→ **YOUR INSTRUCTIONS**:
Please rescale the stretch from the first line through the line that contains "[[321, 34, 400, 111], [167, 153, 195, 180]]", both ends included, and give only those lines again in full, requests too. Multiply every box coordinate in the answers by 0.3 and round each to a whole number, with halves rounded up.

→ **RECORD LIST**:

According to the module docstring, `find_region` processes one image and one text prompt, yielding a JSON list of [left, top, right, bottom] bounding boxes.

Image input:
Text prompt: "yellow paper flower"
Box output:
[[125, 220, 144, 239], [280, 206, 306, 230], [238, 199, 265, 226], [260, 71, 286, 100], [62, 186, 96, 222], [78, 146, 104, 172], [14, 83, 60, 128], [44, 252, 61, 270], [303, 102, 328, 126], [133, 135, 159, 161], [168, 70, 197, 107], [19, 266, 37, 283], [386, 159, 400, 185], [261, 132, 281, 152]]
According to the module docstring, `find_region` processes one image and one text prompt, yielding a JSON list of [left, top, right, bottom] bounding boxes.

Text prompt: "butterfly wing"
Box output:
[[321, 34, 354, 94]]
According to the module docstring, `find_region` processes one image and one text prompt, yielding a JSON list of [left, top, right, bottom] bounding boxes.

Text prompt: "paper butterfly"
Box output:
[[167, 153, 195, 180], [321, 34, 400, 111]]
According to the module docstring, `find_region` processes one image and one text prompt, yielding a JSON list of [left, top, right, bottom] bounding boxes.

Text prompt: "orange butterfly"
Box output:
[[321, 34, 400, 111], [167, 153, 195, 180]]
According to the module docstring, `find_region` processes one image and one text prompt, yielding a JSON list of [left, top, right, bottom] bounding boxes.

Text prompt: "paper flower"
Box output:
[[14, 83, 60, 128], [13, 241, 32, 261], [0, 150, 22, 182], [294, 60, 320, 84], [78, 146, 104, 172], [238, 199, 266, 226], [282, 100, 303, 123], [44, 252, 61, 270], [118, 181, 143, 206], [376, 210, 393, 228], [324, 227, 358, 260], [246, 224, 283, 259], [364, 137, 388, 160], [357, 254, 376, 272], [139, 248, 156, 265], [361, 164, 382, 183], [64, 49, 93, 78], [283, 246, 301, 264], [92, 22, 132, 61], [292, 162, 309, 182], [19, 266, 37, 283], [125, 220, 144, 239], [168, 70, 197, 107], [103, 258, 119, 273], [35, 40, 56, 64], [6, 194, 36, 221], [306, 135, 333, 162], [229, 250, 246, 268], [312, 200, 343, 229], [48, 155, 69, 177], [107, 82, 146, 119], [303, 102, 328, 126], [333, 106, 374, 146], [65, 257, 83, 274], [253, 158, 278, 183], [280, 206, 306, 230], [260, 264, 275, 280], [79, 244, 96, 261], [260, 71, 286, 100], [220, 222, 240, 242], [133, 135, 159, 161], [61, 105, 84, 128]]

→ **IN RESPONSE**:
According to the module docstring, `find_region` processes one image and one text prompt, yielding a JSON list of [left, top, right, bottom] bounding boxes.

Image input:
Text prompt: "yellow paper flower"
Box output:
[[38, 66, 43, 72], [84, 62, 92, 69], [71, 60, 80, 68], [78, 21, 86, 30], [19, 56, 29, 67], [23, 44, 31, 52], [4, 25, 18, 38], [13, 76, 18, 81], [91, 31, 98, 38], [40, 41, 48, 48], [50, 21, 59, 32], [6, 80, 11, 85], [116, 48, 120, 56], [78, 40, 84, 46]]
According to the module docstring, `find_region` processes one image and one text prompt, yielding a JSON list of [left, top, right, bottom] bounding boxes.

Text prompt: "butterfly wing"
Box output:
[[96, 10, 106, 28]]
According to the module docstring, `find_region` processes one image and one text prompt, yielding a JSON list of [left, top, right, bottom] bounding boxes.

Text prompt: "paper butterfly"
Box output:
[[50, 46, 59, 54], [96, 10, 120, 33]]
According to the module docstring, `find_region` processes one image and one text prompt, yielding a JSON list of [left, top, right, bottom] bounding boxes.

Text prompt: "orange butterfly"
Box output:
[[96, 10, 120, 33], [50, 46, 59, 54]]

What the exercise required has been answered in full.